------ DOCUMENT TEXT

For the last 34 years, one man in Michigan was responsible for finding and fixing the innumerable defects contained in the state’s ever-growing volume of law. That man was Richard McLellan, one of the Mackinac Center’s founding members. McLellan was chair of the Michigan Law Revision Commission, a role he assumed in 1986 and retired from last year.
It takes something special to devout oneself to scouring state statutes for contradictions, anachronisms and other problems. But McLellan fit the mold perfectly. Early in his career as a Lansing lawyer, working for Gov. William Milliken and then Gov. John Engler, he learned the importance of having a “fundamental understanding of the structure of the law,” as he puts it.
One of the first research projects McLellan undertook as a young attorney clearly demonstrated this point. He thoroughly reviewed the Michigan Constitution — every clause and every word — and identified and described, in plain English, the scope of executive power available to governors. This research repeatedly served multiple governors, and McLellan notes that this proved to him the “power of a white paper.” It’s no wonder he was keen to start a public policy research organization like the Mackinac Center shortly after becoming chair of the MLRC.
The value of the law review commission may not be obvious at first blush, and McLellan is the first to recognize the limits on its power to improve the law. When asked to name the most significant achievements of the MLRC, McLellan abruptly responds, “None!” — an odd admission, but unsurprising for anyone who knows him.
The commission only makes recommendations to the Legislature — it cannot initiate reforms. But the benefits of such organizations can be found across the globe. Political systems that are historically influenced by the British legal system, such as in Canada, Australia and Hong Kong, have relied on them for decades.
McLellan also emphasizes that the MLRC fills a gap in the state. Regularly reviewing and improving existing statute is not high on anyone’s priority list: no special interest group, nor the Legislature, nor the governor’s office. If the commission would not do this work, it would simply not get done. It does, though, and it serves the public interest. Conflicts in the law will need to be sorted out one way or another, and settling them legislatively is more appropriate and efficient then leaving it for the courts to decide.
No one knows better than McLellan that there remain numerous deficiencies in Michigan law, and that’s why the public needs organizations like the MLRC and the Mackinac Center. The state’s response to the COVID-19 pandemic demonstrated the problems with poorly defined statues: They can lead to significant legal controversy in times of crisis — even abuse of power. The never-ending challenge of fostering a coherent and consistent body of law, McLellan says, is “why the Mackinac Center will be in business forever.”
Michigan is fortunate that its law review commission was headed for three and a half decades by one of its very best legal minds. While the impact of the MLRC might appear small, it serves an important purpose, required by the reality of lawmaking. This work will never end, and neither will McLellan’s influence on Michigan law.

------------

Please reproduce the passage of the McLellan article that opens with the words containing "It takes something" and closes with "he puts it.". Draw only on the McLellan article above.

------ SOURCE MATERIAL

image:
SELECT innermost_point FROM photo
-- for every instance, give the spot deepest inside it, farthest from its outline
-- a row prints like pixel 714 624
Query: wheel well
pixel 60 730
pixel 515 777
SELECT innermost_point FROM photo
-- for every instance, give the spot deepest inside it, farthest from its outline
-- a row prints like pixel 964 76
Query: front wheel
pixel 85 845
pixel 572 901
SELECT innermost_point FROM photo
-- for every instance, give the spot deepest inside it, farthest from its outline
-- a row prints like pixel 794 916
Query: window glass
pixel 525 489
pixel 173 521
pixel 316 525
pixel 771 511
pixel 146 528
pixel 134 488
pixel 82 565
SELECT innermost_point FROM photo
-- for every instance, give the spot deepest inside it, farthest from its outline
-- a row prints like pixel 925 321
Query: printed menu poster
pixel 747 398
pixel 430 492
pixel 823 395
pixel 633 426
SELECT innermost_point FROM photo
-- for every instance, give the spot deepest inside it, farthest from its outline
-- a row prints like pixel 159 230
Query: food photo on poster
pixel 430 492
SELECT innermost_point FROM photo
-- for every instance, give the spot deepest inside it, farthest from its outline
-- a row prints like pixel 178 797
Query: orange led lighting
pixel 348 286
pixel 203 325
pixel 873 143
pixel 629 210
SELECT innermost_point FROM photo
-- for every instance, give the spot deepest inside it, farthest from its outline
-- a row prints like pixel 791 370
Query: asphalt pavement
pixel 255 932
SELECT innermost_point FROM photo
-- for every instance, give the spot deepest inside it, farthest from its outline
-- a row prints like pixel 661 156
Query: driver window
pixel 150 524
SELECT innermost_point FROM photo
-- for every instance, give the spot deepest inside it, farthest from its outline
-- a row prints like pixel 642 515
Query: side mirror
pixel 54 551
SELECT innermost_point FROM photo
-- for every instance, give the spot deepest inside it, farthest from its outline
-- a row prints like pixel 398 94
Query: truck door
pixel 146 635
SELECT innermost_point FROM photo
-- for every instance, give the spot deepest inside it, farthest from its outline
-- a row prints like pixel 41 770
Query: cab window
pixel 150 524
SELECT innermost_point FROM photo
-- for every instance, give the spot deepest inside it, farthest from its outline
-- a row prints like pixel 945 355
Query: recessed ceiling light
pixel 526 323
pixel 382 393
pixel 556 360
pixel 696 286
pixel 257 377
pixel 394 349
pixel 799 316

------------

*REPLY:*
It takes something special to devout oneself to scouring state statutes for contradictions, anachronisms and other problems. But McLellan fit the mold perfectly. Early in his career as a Lansing lawyer, working for Gov. William Milliken and then Gov. John Engler, he learned the importance of having a “fundamental understanding of the structure of the law,” as he puts it.